*Stated task*. Pull out every line of the items below that contains the word "gravel", and copy each one in full.

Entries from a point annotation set
-- start --

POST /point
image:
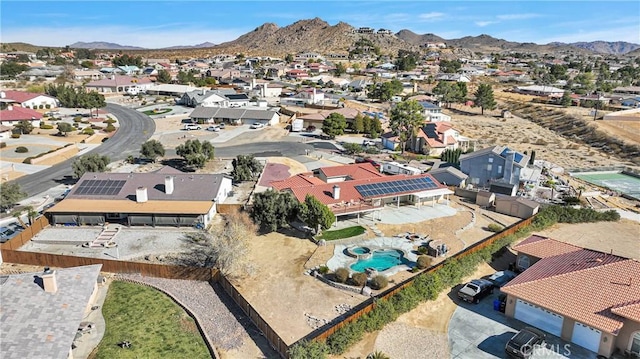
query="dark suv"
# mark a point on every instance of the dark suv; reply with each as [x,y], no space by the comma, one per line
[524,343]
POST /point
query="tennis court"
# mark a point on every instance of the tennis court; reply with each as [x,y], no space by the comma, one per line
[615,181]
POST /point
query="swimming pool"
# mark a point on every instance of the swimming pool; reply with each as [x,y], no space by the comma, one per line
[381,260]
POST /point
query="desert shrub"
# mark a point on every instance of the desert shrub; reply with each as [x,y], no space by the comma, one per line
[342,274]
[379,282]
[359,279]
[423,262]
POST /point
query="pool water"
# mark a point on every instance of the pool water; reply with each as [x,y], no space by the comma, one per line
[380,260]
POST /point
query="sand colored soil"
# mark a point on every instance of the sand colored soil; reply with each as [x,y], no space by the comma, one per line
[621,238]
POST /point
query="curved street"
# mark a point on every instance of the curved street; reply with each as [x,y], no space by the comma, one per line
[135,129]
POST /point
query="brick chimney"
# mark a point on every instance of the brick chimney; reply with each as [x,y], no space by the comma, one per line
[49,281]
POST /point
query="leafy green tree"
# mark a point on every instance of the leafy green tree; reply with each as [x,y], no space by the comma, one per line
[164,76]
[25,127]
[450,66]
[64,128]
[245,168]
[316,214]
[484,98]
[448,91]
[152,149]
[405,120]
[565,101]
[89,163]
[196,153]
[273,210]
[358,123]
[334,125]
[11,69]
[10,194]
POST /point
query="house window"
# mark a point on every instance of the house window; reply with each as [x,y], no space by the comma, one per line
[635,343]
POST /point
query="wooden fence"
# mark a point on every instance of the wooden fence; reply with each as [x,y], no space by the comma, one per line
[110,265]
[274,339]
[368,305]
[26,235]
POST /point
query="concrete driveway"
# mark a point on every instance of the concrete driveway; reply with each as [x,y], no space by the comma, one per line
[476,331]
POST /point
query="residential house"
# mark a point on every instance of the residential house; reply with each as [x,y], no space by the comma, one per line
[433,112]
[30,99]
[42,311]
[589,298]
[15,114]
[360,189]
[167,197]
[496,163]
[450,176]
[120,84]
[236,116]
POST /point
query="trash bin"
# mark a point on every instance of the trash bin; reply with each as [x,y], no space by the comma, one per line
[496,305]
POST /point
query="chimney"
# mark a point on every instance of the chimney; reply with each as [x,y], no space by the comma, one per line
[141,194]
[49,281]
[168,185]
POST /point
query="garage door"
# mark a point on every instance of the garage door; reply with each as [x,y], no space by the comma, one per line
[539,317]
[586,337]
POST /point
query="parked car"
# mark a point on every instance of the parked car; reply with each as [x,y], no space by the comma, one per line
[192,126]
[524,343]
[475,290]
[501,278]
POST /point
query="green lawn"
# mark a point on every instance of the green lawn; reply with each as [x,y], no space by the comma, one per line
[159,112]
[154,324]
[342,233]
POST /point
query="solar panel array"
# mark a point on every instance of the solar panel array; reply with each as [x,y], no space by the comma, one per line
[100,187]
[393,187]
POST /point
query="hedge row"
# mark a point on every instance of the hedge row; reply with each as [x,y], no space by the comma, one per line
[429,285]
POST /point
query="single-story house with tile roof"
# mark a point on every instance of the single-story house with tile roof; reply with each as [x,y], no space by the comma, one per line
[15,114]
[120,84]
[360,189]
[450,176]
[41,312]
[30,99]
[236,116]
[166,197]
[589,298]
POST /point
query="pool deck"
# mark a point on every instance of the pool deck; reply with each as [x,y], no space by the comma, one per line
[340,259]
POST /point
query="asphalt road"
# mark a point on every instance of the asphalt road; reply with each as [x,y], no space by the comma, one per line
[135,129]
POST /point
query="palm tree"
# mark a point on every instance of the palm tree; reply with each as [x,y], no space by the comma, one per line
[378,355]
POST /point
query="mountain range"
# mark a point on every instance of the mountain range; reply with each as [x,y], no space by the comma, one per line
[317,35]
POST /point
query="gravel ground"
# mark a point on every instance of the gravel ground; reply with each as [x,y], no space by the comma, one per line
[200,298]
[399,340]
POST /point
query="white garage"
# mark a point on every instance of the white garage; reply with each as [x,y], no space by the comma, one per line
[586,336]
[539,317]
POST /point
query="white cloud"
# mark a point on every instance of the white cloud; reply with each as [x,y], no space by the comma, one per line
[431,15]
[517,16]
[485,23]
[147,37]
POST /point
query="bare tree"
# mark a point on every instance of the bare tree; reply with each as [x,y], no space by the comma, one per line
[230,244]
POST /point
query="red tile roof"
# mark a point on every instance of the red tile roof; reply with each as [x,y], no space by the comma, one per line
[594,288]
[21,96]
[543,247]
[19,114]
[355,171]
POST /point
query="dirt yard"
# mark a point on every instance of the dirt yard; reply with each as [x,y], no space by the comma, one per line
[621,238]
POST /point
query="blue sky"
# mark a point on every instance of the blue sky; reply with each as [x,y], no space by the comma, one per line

-- end --

*Result for this task*.
query="gravel ground"
# mark a point on every instance of the gravel ground; reply with each as [x,y], no space by the comma, one per line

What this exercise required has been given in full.